The Desired Effect Tour is the 2015 solo concert tour by American recording artist, Brandon Flowers, who is also the lead vocalist for the rock band, The Killers.  Visiting North America and Europe, the tour supported his second album, The Desired Effect.  The tour received praise from both spectators and critics alike, including a five star review by MTV.

Background
Flowers debuted lead single "Can't Deny My Love" from The Desired Effect in Guadalajara, Mexico on March 12, 2015.  Two nights later he performed for Vive Latino 2015, live streamed across Mexico.  Flowers had originally intended to first reveal the song in his hometown of Las Vegas but was forced to postpone the show.

Opening acts
Joywave (Europe I)
Donald Cumming (North America I)
Rey Pila (North America II & III)
Joe Pug (Europe)

Supplied data —
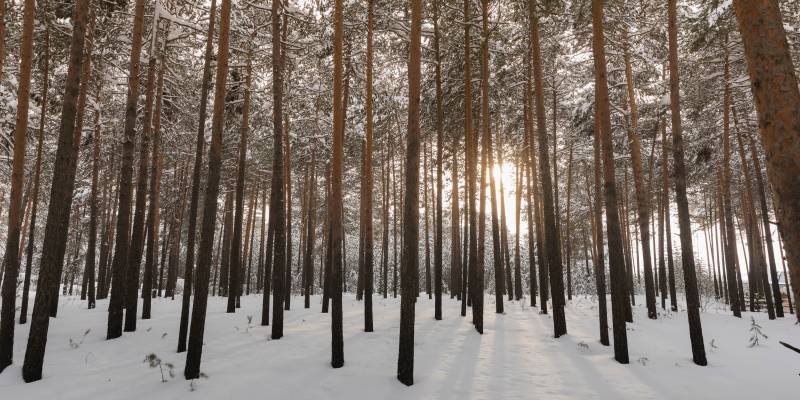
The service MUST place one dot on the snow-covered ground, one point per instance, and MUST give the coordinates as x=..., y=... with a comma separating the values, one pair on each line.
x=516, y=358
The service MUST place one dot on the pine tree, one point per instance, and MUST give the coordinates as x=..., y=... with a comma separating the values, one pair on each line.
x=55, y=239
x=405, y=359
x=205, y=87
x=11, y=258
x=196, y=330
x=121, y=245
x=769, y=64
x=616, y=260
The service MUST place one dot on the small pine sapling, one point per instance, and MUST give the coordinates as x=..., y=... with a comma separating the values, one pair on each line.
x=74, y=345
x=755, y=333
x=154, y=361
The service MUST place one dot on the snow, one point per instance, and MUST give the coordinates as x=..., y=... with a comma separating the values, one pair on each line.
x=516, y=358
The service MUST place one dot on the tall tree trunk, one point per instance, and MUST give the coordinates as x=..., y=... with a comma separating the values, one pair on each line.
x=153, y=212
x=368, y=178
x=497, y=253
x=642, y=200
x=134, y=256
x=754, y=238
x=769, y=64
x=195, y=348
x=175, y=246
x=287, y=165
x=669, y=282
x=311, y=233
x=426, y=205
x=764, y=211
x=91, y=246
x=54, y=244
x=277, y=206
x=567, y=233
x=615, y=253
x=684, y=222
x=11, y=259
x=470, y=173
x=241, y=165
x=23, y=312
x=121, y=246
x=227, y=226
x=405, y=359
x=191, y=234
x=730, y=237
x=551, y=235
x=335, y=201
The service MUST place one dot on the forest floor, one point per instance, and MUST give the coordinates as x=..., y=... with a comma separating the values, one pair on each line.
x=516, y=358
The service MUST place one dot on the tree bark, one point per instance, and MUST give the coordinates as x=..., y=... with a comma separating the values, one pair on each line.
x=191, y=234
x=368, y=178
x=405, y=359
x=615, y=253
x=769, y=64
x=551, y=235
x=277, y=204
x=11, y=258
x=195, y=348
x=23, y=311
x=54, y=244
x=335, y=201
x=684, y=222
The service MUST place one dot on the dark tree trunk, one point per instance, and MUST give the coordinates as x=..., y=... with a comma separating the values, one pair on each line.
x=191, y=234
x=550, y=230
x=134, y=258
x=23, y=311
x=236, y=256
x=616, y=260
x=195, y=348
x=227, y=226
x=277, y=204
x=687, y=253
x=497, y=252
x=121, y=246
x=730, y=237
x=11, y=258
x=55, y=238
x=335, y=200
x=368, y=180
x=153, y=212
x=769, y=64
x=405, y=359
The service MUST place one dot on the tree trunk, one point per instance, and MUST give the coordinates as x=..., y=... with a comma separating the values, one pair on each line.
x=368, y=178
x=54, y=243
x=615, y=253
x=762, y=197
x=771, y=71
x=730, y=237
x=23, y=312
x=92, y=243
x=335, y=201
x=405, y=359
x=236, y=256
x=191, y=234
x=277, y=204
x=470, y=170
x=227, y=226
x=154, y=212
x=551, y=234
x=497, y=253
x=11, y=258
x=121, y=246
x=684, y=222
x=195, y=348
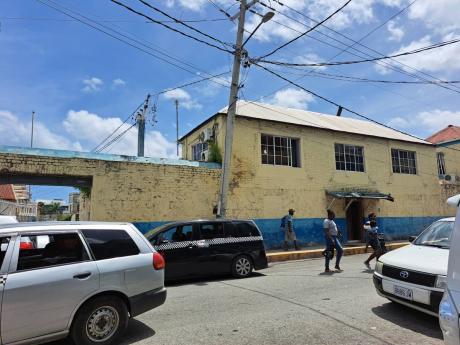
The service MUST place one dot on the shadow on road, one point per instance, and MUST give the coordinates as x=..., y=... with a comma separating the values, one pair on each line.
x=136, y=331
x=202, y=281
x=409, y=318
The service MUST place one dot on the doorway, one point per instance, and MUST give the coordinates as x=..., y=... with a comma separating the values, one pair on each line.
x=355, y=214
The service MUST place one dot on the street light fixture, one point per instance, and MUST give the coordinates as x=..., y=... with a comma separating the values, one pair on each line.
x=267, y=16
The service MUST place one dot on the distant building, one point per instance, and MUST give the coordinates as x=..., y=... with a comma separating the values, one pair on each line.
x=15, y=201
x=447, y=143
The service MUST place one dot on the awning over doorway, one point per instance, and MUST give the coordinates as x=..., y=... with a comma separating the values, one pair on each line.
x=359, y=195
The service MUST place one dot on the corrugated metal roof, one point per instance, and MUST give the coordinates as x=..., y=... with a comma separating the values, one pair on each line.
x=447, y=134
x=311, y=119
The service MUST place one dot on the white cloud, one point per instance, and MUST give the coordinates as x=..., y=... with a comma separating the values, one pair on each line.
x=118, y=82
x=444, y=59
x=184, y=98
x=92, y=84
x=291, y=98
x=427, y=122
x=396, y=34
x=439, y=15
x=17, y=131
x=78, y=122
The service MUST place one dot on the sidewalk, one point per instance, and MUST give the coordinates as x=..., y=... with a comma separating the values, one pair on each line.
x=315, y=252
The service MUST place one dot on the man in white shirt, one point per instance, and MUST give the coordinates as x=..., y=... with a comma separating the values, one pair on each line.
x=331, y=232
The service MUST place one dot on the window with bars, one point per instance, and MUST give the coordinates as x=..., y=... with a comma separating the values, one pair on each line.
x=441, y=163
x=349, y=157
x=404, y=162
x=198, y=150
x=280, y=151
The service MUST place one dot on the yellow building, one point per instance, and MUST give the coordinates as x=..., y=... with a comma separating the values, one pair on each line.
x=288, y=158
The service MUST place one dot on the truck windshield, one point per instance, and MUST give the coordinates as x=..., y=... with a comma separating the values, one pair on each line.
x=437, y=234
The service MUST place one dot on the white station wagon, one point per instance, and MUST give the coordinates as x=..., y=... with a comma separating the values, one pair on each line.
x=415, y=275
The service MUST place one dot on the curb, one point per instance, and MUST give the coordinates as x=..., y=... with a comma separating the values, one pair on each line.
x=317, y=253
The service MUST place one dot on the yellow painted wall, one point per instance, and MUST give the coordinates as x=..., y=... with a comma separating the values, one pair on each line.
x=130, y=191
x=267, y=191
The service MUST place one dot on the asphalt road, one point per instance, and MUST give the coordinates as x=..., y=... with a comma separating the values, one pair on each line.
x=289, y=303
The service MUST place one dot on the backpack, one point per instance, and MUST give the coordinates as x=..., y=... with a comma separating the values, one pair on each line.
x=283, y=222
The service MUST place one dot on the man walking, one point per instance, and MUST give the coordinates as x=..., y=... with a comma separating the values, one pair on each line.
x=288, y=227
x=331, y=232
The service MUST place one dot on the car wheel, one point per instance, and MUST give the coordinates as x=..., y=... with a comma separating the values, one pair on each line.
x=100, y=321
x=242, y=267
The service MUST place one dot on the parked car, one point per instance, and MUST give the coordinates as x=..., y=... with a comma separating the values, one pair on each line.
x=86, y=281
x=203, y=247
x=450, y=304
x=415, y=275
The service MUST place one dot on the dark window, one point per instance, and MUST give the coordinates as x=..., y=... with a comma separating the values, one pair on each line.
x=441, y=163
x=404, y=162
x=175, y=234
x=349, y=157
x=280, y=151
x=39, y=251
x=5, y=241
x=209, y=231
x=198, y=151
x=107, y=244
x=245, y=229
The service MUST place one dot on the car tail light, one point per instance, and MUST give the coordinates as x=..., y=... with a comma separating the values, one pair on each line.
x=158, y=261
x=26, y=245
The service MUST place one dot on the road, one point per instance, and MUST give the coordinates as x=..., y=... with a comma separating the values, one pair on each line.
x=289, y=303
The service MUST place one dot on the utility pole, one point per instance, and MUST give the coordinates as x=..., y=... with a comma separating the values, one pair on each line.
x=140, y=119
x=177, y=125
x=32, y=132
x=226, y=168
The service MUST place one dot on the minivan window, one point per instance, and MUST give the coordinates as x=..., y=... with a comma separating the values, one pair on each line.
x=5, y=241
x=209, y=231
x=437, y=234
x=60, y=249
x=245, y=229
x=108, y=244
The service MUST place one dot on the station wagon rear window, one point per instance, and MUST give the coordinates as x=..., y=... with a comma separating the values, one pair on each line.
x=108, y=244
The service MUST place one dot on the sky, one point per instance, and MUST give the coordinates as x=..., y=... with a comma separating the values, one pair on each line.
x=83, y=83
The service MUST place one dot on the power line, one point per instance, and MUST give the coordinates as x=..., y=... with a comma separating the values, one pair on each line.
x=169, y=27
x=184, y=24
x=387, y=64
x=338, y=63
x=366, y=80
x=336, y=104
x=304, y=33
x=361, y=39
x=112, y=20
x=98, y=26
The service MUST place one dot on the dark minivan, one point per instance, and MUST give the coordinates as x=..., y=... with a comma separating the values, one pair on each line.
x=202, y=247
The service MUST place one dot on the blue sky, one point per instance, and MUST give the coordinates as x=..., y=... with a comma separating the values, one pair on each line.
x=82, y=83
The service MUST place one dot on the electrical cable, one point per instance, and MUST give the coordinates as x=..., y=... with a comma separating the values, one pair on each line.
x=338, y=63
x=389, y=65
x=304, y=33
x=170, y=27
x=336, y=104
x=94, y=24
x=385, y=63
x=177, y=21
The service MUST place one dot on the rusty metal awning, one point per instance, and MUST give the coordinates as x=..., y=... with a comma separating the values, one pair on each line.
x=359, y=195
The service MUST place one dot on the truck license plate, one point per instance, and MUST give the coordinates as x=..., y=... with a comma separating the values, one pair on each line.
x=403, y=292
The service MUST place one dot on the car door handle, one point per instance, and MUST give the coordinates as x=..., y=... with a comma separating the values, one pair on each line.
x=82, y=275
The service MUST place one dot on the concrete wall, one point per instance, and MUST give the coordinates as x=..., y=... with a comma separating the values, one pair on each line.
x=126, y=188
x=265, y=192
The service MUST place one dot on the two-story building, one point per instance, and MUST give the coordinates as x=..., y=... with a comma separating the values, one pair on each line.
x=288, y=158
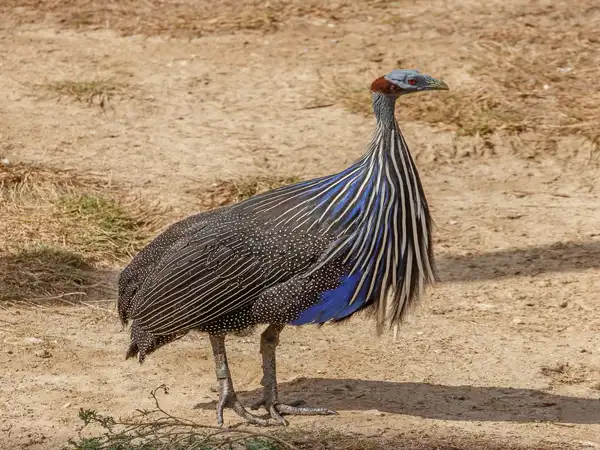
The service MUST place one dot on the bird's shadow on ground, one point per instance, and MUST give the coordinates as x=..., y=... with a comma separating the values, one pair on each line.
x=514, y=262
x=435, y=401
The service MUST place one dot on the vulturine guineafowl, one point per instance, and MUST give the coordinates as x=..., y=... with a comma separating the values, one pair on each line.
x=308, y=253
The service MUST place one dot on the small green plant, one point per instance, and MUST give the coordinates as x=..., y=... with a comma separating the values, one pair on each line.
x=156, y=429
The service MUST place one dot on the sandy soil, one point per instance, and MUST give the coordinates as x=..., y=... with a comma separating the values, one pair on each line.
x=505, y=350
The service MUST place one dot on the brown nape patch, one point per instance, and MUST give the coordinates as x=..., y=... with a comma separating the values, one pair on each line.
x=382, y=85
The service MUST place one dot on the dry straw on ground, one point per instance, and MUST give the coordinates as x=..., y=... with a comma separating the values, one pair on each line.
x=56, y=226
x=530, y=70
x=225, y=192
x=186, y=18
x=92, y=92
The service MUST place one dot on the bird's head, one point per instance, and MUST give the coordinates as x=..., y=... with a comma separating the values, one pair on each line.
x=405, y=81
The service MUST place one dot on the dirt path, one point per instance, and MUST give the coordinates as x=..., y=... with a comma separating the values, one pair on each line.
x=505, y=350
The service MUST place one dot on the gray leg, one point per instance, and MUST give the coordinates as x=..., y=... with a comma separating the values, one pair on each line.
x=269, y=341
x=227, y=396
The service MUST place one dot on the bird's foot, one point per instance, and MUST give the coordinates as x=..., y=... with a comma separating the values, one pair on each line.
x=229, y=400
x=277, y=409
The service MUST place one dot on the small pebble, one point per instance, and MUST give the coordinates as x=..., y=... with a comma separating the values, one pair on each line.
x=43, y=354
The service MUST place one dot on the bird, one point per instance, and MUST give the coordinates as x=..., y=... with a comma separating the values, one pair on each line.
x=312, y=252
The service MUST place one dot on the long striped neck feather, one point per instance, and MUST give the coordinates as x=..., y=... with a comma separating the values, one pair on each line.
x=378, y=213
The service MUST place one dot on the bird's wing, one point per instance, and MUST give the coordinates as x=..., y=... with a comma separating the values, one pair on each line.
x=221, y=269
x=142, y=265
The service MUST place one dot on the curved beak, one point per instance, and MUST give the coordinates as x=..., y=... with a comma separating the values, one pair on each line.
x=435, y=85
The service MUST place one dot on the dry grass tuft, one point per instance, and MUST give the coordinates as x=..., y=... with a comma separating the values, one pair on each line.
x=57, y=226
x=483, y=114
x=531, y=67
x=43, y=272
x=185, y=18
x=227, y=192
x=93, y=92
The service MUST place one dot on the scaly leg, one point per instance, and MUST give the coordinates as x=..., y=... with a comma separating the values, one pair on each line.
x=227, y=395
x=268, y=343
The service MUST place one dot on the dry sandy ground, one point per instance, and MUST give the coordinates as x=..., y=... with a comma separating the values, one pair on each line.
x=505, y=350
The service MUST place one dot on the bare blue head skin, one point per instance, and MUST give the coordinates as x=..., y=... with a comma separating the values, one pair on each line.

Task requirements —
A. Copy the stretch of the Desired Effect Tour text from "The Desired Effect Tour" through "Joe Pug (Europe)".
B. Do these statements agree with the Desired Effect Tour text? (i) Flowers first performed "Can't Deny My Love" in Las Vegas. (ii) Rey Pila opened for the North America II and III legs. (iii) MTV gave the tour a five star review. Answer yes or no for each, and quote the words of the text that decide it.

Exercise answers —
A.
The Desired Effect Tour is the 2015 solo concert tour by American recording artist, Brandon Flowers, who is also the lead vocalist for the rock band, The Killers.  Visiting North America and Europe, the tour supported his second album, The Desired Effect.  The tour received praise from both spectators and critics alike, including a five star review by MTV.

Background
Flowers debuted lead single "Can't Deny My Love" from The Desired Effect in Guadalajara, Mexico on March 12, 2015.  Two nights later he performed for Vive Latino 2015, live streamed across Mexico.  Flowers had originally intended to first reveal the song in his hometown of Las Vegas but was forced to postpone the show.

Opening acts
Joywave (Europe I)
Donald Cumming (North America I)
Rey Pila (North America II & III)
Joe Pug (Europe)

B.
(i) No: "Flowers debuted lead single "Can't Deny My Love" from The Desired Effect in Guadalajara, Mexico on March 12, 2015."
(ii) Yes: "Rey Pila (North America II & III)"
(iii) Yes: "including a five star review by MTV"